## START DATASET RECORDS

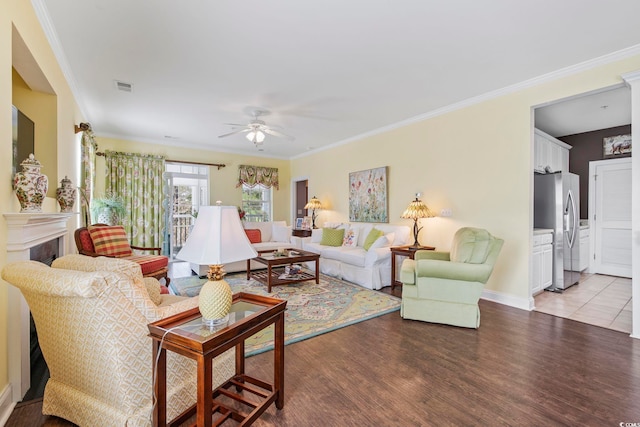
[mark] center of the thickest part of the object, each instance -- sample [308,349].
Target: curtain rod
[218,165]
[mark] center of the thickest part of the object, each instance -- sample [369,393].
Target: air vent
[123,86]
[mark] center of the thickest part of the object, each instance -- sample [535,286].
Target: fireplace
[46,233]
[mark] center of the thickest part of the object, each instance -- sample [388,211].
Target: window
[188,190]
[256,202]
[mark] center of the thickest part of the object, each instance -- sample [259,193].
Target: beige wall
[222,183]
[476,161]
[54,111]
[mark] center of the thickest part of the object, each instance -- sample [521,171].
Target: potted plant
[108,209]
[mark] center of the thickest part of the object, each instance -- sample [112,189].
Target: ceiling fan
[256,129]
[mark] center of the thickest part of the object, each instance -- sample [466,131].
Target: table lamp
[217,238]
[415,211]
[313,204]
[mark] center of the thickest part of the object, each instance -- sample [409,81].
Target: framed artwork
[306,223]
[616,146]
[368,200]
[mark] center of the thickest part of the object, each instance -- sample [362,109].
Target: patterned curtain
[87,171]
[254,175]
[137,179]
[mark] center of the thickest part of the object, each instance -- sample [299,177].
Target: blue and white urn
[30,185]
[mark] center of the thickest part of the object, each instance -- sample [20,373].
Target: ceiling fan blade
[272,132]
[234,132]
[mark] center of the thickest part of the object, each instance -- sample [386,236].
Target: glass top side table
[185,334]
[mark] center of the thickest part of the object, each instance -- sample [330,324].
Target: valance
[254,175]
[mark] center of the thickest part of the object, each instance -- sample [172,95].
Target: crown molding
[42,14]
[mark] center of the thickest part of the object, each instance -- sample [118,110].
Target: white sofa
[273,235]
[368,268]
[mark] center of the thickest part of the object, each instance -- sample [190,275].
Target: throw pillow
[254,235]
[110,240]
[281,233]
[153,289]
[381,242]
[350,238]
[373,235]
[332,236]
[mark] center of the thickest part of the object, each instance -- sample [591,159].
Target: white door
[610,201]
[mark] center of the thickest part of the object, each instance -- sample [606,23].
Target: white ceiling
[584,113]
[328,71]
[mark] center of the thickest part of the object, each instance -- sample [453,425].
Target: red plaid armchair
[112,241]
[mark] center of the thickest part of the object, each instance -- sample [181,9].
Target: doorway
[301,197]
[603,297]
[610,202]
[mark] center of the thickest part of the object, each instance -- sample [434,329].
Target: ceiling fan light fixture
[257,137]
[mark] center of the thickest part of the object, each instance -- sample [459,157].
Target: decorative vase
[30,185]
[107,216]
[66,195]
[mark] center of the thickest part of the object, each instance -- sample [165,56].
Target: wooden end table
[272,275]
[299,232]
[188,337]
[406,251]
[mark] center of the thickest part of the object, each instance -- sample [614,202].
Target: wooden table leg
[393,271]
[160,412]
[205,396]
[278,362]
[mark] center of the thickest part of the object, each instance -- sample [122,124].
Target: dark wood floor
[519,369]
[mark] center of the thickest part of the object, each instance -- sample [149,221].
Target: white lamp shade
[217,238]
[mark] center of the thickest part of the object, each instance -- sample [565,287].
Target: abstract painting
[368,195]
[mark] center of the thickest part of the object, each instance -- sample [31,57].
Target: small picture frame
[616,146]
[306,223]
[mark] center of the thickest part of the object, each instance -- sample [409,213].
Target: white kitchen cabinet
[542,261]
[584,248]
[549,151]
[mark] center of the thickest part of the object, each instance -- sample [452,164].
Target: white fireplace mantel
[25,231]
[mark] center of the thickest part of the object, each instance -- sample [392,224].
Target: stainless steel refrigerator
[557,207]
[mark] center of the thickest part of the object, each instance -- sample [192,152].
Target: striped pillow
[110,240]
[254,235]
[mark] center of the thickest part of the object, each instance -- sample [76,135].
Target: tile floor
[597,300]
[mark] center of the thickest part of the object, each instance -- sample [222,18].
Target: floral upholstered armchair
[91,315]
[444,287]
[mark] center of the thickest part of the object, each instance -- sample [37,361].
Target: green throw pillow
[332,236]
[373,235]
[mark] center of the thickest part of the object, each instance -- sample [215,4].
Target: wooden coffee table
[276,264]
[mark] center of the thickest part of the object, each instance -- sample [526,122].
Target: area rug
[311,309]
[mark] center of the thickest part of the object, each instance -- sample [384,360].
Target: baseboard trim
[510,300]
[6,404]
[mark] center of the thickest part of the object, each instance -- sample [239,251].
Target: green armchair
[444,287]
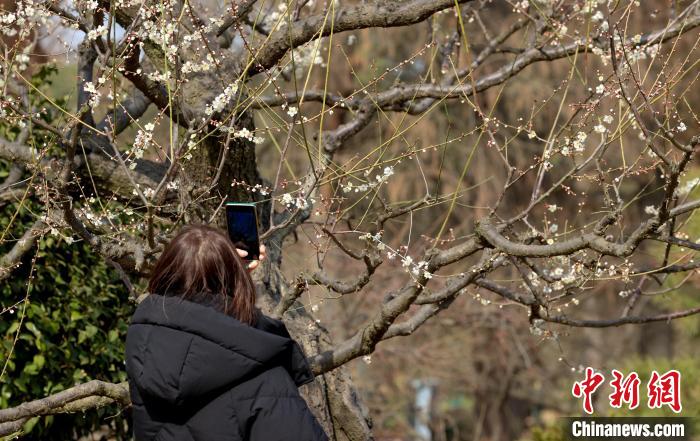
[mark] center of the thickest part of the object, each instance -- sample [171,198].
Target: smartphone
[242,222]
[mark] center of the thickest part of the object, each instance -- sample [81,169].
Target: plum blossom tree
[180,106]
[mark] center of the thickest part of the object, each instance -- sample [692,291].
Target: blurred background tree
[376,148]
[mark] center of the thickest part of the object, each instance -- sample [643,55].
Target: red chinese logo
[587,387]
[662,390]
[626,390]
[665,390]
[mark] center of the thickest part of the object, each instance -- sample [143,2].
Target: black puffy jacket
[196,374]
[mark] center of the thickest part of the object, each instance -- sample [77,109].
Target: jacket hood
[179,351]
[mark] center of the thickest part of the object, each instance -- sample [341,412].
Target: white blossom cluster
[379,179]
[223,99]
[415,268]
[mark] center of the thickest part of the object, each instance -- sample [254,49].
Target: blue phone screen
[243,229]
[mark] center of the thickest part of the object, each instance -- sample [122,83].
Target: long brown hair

## END DATASET RECORDS

WORK TO DO:
Make an exact copy of all the material, but keep the pictures out of it.

COMPLETE ANSWER:
[mark] center of the thickest part of the object, each instance -- sample [308,349].
Target: curtain rod
[218,165]
[mark] center of the thickest part of the object, each instance -- sample [369,393].
Target: air vent
[123,86]
[mark] center of the thickest part of the object, each instance -- sample [535,286].
Target: fireplace
[46,233]
[mark] center of the thickest part of the object, each instance -- sample [388,211].
Target: window
[188,190]
[256,202]
[mark] center of the thickest part of the object, each instance -- sample [259,193].
Target: beige wall
[222,183]
[476,161]
[54,111]
[mark] center of the thickest part of the object, each instance -- sample [521,171].
Target: potted plant
[108,209]
[mark] center of the thickest part of the object, each instance -- sample [112,189].
Target: ceiling fan
[256,129]
[mark] center of the thickest part of the object, each instance -- sample [466,131].
Target: table lamp
[217,238]
[415,211]
[313,204]
[mark] center of the thickest part of the object, each instance -- sample [409,81].
Target: framed artwork
[306,223]
[616,146]
[368,200]
[mark] center of the thickest part of the object, each instance -- sample [362,109].
Target: patterned curtain
[87,171]
[254,175]
[137,179]
[mark] center of the thickest part of the object, each instance -- sample [299,177].
Target: blue and white urn
[30,185]
[mark] center of the thickest part of the object, each instance -- sample [20,373].
Target: ceiling fan blade
[272,132]
[234,132]
[mark] center of the thickest part of the object, each instance -- sample [386,236].
Target: glass top side table
[185,334]
[mark] center of the thickest part of the object, each instance -- sample [330,324].
Target: valance
[254,175]
[mark] center of the thickest part of the object, each instance -- sample [172,95].
Target: crown molding
[42,14]
[mark] center of the thickest part of the object, each instance -- sample [118,110].
Target: white sofa
[273,235]
[368,268]
[mark] center of the thickest part of the object, each instance -- sample [190,275].
Target: throw pillow
[254,235]
[110,240]
[281,233]
[153,289]
[381,242]
[350,238]
[373,235]
[332,236]
[mark] center of the thickest part of the object, each instance -- sample [591,159].
Target: white door
[610,201]
[mark] center of the thickest part of the object, each instance -- sample [606,23].
Target: white ceiling
[584,113]
[328,71]
[mark] center of the thickest part of the object, each instance -- sample [453,425].
Target: red plaid armchair
[112,241]
[mark] center of the thickest part of the object, each instance -- sample [181,9].
Target: doorway
[301,197]
[603,297]
[610,202]
[mark] center of the thickest part of the object, each instance -- sample [434,329].
Target: ceiling fan light fixture
[257,137]
[mark] center of the thickest part of the object, each instance -- sample [459,157].
Target: decorative vase
[30,185]
[107,216]
[66,195]
[mark] center of the thickest part of the object, each instance -- sample [165,56].
Target: wooden end table
[272,275]
[299,232]
[188,337]
[406,251]
[mark] center of the thickest part of the object, each instance -- sample [614,202].
Target: wooden table leg
[393,271]
[160,412]
[205,396]
[278,362]
[mark] center of the thickest part of the object, each instance -- sample [122,124].
Target: dark wood floor
[519,369]
[mark] center of the thickest part of the object, each instance -- sample [149,221].
Target: white lamp shade
[217,238]
[mark] center of the thickest part of the object, each instance -- sample [565,287].
Target: abstract painting
[368,195]
[mark] center of the thickest part of the object, each instance -- sample [31,57].
Target: small picture frame
[616,146]
[306,223]
[mark] center of the thickest part of the object, each instance -- sample [409,213].
Target: white kitchen cabinet
[542,261]
[584,248]
[549,151]
[mark] center of the thickest part of the object, each instance -- sample [452,164].
Target: white fireplace mantel
[25,231]
[mark] center of the thickest part of the object, each instance -- sample [392,224].
Target: stainless steel refrigerator
[557,207]
[mark] center of the thickest part of the object, each instance -- sample [192,152].
Target: striped pillow
[110,240]
[254,235]
[mark] center of the thickest part of the object, each instance -- sample [76,135].
Target: tile floor
[597,300]
[mark] center of the thickest part of the object, each instance -- sample [222,18].
Target: floral upholstered armchair
[91,315]
[444,287]
[mark] center of the thickest part of the object, each instance -- sample [37,361].
Target: green throw pillow
[332,236]
[373,235]
[mark] center of the thickest part of the object, each instance -- sample [215,4].
Target: wooden coffee table
[276,264]
[mark] center of the thickest part of the object, each instance -- sample [526,122].
Target: area rug
[311,309]
[mark] center of the thickest part of the object, each instance -- sample [384,360].
Target: baseboard trim
[510,300]
[6,404]
[mark] center of the thickest part of the object, each instance -- sample [239,251].
Target: green armchair
[444,287]
[mark] center of the thickest part of the object, each instance -- sample [171,198].
Target: smartphone
[242,222]
[mark] center of the thickest part of the object, each instance -- sample [81,169].
Target: plum blossom tree
[180,106]
[mark] center of the thickest part of the object, each instance -- sample [692,291].
Target: blurred background tree
[376,148]
[mark] center of the thickest part of the object, each instance -- sample [643,55].
Target: red chinese logo
[587,387]
[662,390]
[626,390]
[665,390]
[mark] center of the thickest part of the object, each instance -- sample [143,2].
Target: black puffy jacket
[196,374]
[mark] center of the thickest part of the object, each instance -- sample [77,109].
Target: jacket hood
[179,351]
[mark] center of the thickest part of the object, each instance -- sample [341,412].
Target: white blossom cluster
[379,179]
[223,99]
[415,268]
[mark] center of the thickest part of the object, each instance -- sample [254,49].
Target: blue phone screen
[243,229]
[mark] center of the thickest part of the object, each instance -- sample [122,83].
Target: long brown hair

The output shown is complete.